> [Actions to take]:
**a.** Print the passage on drone killing from "Netly outside the" up to and including "of the CIA.".
**b.** Carry on the passage on drone killing, starting after its last sentence.

> [Extract provided]:

■ ■ ■ ■

KillingKilling has a lot of modes, from eliminating noxious insects or slaughtering livestock for food, to school shootings in peaceful neighborhoods or the bombing of entire cities in wartime. This “carpet bombing” was seen as too horrendous even to consider in the early days of the Second World War, but that delicacy soon passed, just as all the unthinkable becomes ultimately thinkable. So where does “drone killing” fit into this continuum. Before deciding this question we must clarify the terms. “Drone killing” is actually a euphemism, employed to disguise the fact that American drone killing, often portrayed with the innocence and beneficence of crop spraying–is murder, the unlawful premeditated killing of one human being by another.

Netly outside the legitimizing context of declared war and unsanctioned by any democratic process, the American freelance killing of people from the air by remote control enjoys no legitimacy to distinguish it from murder, nor its perpetrators from murderers. One of its early practitioners was President Barack Obama, who would sit down periodically with his Deputy National Security Advisor, John Brennan, to personally select victims for “targeted killing.” Obama later elevated Brennan, longtime CIA dirty-tricks master, to director of the CIA.

■ ■ ■ ■

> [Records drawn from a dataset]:

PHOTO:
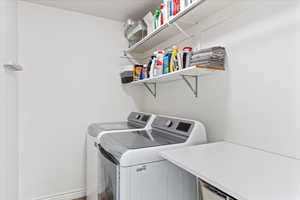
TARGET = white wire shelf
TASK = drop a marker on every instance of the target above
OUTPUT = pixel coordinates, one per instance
(184, 74)
(191, 71)
(193, 14)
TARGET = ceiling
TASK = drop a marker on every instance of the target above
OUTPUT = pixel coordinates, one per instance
(118, 10)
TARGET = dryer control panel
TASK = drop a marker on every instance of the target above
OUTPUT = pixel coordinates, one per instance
(140, 118)
(174, 125)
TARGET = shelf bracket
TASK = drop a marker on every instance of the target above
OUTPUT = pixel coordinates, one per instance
(152, 91)
(181, 30)
(193, 89)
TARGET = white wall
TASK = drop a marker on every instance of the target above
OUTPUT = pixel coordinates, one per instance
(8, 102)
(256, 102)
(71, 79)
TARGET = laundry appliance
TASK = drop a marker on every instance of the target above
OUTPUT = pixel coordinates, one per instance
(135, 121)
(132, 168)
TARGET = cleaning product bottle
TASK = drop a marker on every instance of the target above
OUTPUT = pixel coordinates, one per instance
(186, 57)
(165, 10)
(174, 60)
(156, 18)
(166, 64)
(149, 67)
(159, 61)
(161, 20)
(152, 68)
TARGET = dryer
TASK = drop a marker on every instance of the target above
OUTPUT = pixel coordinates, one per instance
(135, 121)
(132, 168)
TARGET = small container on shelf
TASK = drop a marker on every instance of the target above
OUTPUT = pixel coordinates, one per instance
(127, 74)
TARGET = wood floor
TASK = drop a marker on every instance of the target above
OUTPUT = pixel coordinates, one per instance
(81, 198)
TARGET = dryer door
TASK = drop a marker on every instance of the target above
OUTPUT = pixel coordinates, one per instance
(108, 176)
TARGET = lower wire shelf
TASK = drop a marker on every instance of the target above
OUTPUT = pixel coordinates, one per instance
(185, 74)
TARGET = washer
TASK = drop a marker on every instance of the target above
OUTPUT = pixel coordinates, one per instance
(135, 121)
(132, 168)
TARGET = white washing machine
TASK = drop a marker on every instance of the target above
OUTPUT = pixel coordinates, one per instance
(132, 168)
(135, 121)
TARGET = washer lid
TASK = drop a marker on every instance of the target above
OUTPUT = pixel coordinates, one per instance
(119, 142)
(96, 128)
(135, 120)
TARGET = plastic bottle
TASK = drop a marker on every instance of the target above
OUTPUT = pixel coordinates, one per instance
(156, 18)
(159, 62)
(161, 19)
(174, 60)
(186, 56)
(166, 11)
(166, 64)
(152, 68)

■ ■ ■ ■

> [Expected outputs]:
**a.**
Netly outside the legitimizing context of declared war and unsanctioned by any democratic process, the American freelance killing of people from the air by remote control enjoys no legitimacy to distinguish it from murder, nor its perpetrators from murderers. One of its early practitioners was President Barack Obama, who would sit down periodically with his Deputy National Security Advisor, John Brennan, to personally select victims for “targeted killing.” Obama later elevated Brennan, longtime CIA dirty-tricks master, to director of the CIA.

**b.**
In June of 2011, Brennan claimed that US counter-terrorism operations had not resulted in “a single collateral death” in the previous year because of the “precision of the capabilities that we’ve been able to develop,” even though the Bureau of Investigative Jounalism discovered 76 innocent drone deaths, including eight children and two women.  Later the NY Times revealed the convoluted “reasoning” that permitted Brennan to exonerate himself, his operations and his country from a year’s drone murders. It seems that Washington ‘counts all military-age males in a strike zone as combatants unless there is explicit intelligence posthumously proving them innocent.’

No drone-casualty figures are actually trustworthy due to the secretive world they operate in.  One reliable source assures us that the percentage of innocent civilians among those killed by American combat drones may vary betwee one and 35%.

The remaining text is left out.